(Dataset excerpts on object pointing)
--- --- ---
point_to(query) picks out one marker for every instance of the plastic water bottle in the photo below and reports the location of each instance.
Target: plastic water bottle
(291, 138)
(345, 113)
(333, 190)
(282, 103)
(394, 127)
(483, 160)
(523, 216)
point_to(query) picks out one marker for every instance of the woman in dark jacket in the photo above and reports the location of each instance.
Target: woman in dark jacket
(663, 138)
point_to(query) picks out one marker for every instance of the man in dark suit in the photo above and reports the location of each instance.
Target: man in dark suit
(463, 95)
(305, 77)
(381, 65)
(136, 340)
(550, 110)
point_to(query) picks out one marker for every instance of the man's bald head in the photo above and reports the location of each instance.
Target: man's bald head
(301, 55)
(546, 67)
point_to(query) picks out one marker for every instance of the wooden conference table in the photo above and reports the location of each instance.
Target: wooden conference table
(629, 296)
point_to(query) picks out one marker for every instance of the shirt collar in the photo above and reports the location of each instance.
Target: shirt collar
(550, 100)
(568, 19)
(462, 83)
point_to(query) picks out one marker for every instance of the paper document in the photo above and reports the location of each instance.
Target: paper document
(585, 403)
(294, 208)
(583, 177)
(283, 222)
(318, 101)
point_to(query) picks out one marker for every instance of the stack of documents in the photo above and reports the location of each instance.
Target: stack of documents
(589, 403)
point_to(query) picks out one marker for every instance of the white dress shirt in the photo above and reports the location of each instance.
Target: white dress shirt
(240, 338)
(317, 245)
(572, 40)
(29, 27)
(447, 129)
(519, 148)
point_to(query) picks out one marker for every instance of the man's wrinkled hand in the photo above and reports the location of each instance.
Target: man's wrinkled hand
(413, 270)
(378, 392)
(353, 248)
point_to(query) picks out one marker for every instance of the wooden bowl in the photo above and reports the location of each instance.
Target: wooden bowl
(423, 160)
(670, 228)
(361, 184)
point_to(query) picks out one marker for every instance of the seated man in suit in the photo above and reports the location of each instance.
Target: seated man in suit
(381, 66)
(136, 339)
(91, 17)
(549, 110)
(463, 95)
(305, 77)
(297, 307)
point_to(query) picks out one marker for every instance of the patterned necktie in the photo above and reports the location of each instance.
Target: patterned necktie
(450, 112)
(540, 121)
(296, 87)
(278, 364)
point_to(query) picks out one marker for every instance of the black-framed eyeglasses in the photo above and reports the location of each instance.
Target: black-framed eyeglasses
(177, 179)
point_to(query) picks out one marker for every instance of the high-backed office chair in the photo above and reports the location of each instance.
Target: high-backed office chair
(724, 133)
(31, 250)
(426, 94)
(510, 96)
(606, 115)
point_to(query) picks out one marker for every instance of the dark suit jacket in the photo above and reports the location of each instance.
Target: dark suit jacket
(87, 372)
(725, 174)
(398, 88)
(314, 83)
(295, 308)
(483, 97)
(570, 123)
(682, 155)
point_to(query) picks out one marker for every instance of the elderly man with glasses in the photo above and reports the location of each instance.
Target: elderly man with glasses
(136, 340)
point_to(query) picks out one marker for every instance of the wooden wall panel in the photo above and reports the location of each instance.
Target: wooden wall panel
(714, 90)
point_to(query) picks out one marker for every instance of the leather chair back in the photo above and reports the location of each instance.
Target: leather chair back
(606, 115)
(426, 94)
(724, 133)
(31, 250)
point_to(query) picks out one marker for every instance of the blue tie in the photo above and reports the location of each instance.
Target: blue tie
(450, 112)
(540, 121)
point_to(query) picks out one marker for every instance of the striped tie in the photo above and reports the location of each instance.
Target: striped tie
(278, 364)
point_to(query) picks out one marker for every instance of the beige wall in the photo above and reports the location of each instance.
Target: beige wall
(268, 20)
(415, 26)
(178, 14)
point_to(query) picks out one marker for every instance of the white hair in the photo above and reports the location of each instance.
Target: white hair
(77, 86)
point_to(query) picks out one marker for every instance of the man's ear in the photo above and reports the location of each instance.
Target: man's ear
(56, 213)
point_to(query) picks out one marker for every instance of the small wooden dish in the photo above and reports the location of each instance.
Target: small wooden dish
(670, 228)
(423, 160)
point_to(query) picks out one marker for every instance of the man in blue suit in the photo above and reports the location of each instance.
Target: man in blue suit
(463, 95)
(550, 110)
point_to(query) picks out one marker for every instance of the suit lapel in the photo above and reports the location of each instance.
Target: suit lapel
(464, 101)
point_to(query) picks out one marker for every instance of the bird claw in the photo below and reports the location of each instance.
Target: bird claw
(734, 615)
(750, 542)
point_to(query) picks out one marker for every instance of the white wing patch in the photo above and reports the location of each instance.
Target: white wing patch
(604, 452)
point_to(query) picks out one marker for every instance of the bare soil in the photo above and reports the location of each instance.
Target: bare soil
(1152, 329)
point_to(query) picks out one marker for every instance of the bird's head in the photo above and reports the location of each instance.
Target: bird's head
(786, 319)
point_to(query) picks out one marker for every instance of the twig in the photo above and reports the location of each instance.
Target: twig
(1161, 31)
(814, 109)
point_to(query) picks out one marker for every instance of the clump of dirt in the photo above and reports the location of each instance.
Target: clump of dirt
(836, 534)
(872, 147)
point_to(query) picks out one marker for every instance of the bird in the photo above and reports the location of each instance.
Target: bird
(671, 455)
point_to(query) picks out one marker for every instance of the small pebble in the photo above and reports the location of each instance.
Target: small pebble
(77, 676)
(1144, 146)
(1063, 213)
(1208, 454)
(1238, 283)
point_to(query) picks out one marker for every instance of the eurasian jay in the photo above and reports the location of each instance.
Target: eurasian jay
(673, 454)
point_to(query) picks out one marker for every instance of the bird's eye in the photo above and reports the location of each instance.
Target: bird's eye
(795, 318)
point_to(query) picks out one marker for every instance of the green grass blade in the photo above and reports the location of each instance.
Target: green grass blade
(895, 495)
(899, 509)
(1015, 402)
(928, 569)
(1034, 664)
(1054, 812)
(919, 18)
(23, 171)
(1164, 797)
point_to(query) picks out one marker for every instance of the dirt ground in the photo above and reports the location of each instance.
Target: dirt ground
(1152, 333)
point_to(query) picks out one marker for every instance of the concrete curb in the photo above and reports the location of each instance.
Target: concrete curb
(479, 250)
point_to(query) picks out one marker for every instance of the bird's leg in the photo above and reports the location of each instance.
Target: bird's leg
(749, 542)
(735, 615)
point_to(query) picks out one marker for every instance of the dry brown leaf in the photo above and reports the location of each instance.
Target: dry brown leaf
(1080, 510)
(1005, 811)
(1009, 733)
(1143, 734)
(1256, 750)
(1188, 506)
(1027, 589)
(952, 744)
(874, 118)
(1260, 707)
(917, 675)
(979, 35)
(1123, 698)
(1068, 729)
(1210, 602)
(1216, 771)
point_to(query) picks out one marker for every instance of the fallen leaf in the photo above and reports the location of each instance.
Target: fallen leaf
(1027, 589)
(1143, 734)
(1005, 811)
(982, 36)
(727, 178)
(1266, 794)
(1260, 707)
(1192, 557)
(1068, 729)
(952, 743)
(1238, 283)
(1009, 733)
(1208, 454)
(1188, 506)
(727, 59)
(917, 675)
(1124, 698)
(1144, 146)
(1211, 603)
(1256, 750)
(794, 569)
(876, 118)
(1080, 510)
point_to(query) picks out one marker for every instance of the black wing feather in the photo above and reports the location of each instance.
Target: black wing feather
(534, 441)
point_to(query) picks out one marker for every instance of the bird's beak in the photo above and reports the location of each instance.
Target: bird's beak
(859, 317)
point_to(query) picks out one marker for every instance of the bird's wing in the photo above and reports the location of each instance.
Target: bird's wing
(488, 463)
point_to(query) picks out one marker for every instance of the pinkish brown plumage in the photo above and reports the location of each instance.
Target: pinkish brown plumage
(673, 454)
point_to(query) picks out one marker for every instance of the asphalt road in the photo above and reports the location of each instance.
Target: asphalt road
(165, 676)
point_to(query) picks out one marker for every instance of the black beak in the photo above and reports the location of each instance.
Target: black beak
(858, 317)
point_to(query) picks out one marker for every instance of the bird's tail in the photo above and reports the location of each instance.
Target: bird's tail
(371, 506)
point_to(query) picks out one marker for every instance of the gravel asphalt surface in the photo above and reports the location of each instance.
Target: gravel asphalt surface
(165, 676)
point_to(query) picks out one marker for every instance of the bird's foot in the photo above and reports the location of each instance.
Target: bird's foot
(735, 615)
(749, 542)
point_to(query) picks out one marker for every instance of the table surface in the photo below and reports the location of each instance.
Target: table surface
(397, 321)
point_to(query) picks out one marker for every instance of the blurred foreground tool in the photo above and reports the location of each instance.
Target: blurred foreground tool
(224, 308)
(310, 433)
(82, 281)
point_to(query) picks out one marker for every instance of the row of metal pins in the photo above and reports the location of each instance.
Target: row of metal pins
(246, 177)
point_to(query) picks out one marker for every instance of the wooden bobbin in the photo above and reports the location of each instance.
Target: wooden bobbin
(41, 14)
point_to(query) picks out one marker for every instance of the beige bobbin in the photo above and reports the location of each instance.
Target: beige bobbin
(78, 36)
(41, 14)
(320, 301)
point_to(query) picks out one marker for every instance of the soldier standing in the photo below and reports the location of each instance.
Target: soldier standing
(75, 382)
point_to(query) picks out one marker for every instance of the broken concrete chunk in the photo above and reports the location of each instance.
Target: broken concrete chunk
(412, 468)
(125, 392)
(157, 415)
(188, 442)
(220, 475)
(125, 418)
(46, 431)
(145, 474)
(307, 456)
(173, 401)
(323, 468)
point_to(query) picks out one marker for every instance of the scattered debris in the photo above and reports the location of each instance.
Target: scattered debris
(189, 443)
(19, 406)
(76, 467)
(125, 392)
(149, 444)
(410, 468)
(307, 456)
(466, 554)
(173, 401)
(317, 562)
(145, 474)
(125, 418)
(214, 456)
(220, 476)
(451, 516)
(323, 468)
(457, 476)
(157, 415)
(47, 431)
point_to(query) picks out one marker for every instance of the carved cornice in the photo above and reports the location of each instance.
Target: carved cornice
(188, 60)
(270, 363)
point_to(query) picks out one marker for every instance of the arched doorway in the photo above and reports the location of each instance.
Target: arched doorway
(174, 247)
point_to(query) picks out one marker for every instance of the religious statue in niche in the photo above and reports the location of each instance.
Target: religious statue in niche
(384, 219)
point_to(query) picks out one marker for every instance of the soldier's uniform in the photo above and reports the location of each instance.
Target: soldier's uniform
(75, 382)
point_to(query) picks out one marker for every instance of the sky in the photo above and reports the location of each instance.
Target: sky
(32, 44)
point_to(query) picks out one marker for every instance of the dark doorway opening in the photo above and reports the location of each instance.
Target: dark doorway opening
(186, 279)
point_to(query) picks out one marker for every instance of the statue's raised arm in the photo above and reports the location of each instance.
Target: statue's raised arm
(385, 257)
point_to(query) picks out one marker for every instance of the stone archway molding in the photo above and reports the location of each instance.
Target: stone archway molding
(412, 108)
--- --- ---
→ OBJECTIVE:
Reproduce exactly the lines from the one with "instance of the sky" through the end of the entries above, both ends included.

→ REPLY TO THE TASK:
point_to(query) picks out one marker for every instance of the sky in the photo above and reports the location of each instance.
Target: sky
(32, 44)
point_to(query) picks out one marker for every instance of the dark doorway opening in the photo above and reports the location of each instance.
Target: dark doorway opening
(186, 279)
point_to(query) picks out one marker for every instance of the statue's raised arm in the photo above and reports the location of each instance.
Target: statue's raised arm
(385, 257)
point_to(query) picks out one marker for every instance of the stone archway molding in the photo above and reports the location of each instance.
Target: stone archway molding
(412, 108)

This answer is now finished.